KUTIPAN SUMBER
Adinda Arifiah – 210110080034
Desti Pratiwi – 210110080044
Esensi jurnalisme beberapa tahun terakhir ini sudah mulai bergeser. Awalnya, seorang wartawan adalah seseorang yang terikat dengan sebuah media, di mana ia harus bertanggung jawab di dalamnya, dan ia harus memiliki sebuah kartu identitas (kartu pers) untuk melakukan kegiatan jurnalistik. Bahkan di Indonesia, sempat berlaku aturan, untuk mendapatkan kartu pers, wartawan mereka harus mengikuti organisasi seperti PWI (Persatuan Wartawan Indonesia) atau AJI (Aliansi Jurnalis Independen) untuk mendapatkan kartu pers.
Namun, bisa dilihat sekarang ini, untuk bisa menjadi seorang wartawan, tidak perlu masuk ke dalam sebuah organisasi kewartawanan untuk mendapatkan kartu pers, mereka bisa bebas melakukan kegiatan jurnalisme di saat mereka ingin. Citizen journalism adalah kegiatan jurnalistik yang bisa dilakukan oleh masyarakat, pencarian berita, hingga penulisan beritanya mereka lakukan sendiri. Untuk penyebarluasan dari hasil kerja mereka, biasanya mereka menggunakan blog pribadi, atau mereka juga bisa mengirimkannya ke surat kabar atau media online yang meyediakan laman khusus untuk citizen journalism.
Munculnya citizen journalism membawa perdebatan tersendiri. “Bloggers vs journalists is over.” Begitulah yang dikatakan Jay Rosen sejak Januari 2005. Rosen adalah profesor jurnalisme di New York University sekaligus penulis cakrawala baru jurnalisme. "Persoalannya sekarang bukan lagi apakah blog dapat menjadi jurnalisme. Kadang-kadang bisa. Persoalannya sekarang bukan lagi apakah blogger adalah jurnalis. Kadang-kadang begitu." Hampir senada dengan itu Enda Nasution mengatakan melalui karangan Apakah Blogger = Jurnalis? Enda memutuskan, "Tidak semua blogger adalah jurnalis dan tidak semua jurnalis adalah blogger." Tapi ujaran Jay Rosen dan Enda Nasution bukan vonis atas perdebatan soal ini. Bahkan, sampai Desember 2007 lalu, masih ada ada tulisan yang memojokkan blogger (citizen journalist). Bekas koresponden NBC, David Hazinski, melalui tulisannya di The AtlantaJournal-Constitution menggambarkan tren ketergantungan stasiun televisi pada laporan warga, citizen journalism. Misalnya, video kiriman non-profesional seperti dalam program iReports di CNN. Di Indonesia ada I Witness di Metro TV.

DATA YANG DIBERIKAN
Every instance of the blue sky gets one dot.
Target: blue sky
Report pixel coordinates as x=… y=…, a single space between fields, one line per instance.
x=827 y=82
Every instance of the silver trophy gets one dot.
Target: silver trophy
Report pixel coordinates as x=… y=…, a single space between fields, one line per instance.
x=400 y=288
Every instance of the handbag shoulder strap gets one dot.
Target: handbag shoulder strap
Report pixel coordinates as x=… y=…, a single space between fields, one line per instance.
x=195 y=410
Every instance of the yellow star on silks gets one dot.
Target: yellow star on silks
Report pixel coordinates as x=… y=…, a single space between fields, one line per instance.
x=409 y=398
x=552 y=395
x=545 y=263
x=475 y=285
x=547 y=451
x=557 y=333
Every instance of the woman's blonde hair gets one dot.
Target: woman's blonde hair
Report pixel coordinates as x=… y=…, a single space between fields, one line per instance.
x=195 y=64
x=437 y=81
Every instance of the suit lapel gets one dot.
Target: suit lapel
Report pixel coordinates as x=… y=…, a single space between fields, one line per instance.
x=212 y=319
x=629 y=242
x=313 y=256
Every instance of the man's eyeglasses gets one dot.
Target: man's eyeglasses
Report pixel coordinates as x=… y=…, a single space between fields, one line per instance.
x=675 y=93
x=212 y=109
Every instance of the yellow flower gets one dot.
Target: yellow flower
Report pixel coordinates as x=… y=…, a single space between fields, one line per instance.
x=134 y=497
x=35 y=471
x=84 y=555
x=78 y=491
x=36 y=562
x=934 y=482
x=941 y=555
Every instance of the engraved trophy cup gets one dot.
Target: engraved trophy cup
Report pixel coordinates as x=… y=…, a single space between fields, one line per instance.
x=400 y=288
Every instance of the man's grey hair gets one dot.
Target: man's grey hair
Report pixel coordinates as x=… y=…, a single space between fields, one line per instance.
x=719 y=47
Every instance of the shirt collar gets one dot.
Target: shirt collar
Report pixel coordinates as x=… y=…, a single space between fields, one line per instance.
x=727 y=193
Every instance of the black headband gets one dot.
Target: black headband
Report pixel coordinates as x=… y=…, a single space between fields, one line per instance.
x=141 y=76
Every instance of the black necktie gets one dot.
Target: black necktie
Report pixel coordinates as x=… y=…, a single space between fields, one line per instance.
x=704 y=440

LANGKAH KERJA
1: Kutip persis baris-baris entri di atas, mulai dari baris yang memuat "Every instance of the yellow star" sampai baris yang memuat "x=557 y=333", termasuk kedua baris itu.
2: Lanjutkan tulisan tentang citizen journalism setelah kalimat terakhirnya.

JAWABAN
1:
Every instance of the yellow star on silks gets one dot.
Target: yellow star on silks
Report pixel coordinates as x=… y=…, a single space between fields, one line per instance.
x=409 y=398
x=552 y=395
x=545 y=263
x=475 y=285
x=547 y=451
x=557 y=333

2:
Selain itu, munculnya citizen journalism saat ini tentu akan membawa dampak tersendiri bagi dunia jurnalisme. Ada pihak-pihak yang akan diuntungkan dan akan ada pula pihak-pihak yang dirugikan. Pihak yang dirugikan di antaranya adalah media konvensional seperti surat kabar dan majalah, yang saat ini belum cukup siap untuk menghadapi fenomena citizen journalism. Kedua media ini akan cukup dirugikan karena hasil karya dari citizen journalism tidak perlu dikirmkan ke majalah ataupun surat kabar. Hasilnya bisa saja di terbitkan melalui blog pribadi atau situs jejaring sosial yang sekarang berkembang. Internet sudah lebih mendominasi di bandingkan dengan media cetak yang sudah ada. Sepuluh tahun ke depan, bisa diprediksikan media cetak tidak lagi berkembang secara pesat. Bahkan ada kemungkinan media cetak tidak lagi ada. Tetapi, hal tersebut belum tentu terjadi dalam jangka waktu sepuluh tahun di negara berkembang, misalnya di Indonesia. Saat ini masih ada daerah yang masih belum terjangkau internet, jadi media cetak masih tetap ada di negara berkembang. Bisa dilihat dari data statistik di bawah, bahwa presentase pengguna internet di Indonesia masih cukup rendah jika dibandingkan dengan Cina, Malaysia, dan Singapura. Jadi bisa sedikit disimpulkan bahwa dalam jangka waktu sepuluh tahun ke depan, media cetak masih akan ada di Indonesia walaupun sangat sedikit media massa cetak yang bisa bertahan.
DATA STATISTIK
China 384,000,000 Internet users as of Dec/09, 28.7% penetration, per CNNIT
Indonesia 30,000,000 Internet users as of Sept/09, 12.5% penetration, per APJII.
Malaysia 16,902,600 Internet users as of June/09, 65.7% penetration, per MCMC.
Singapura 3,370,000 Internet users as of Sept/09, 72.4% penetration, per ITU.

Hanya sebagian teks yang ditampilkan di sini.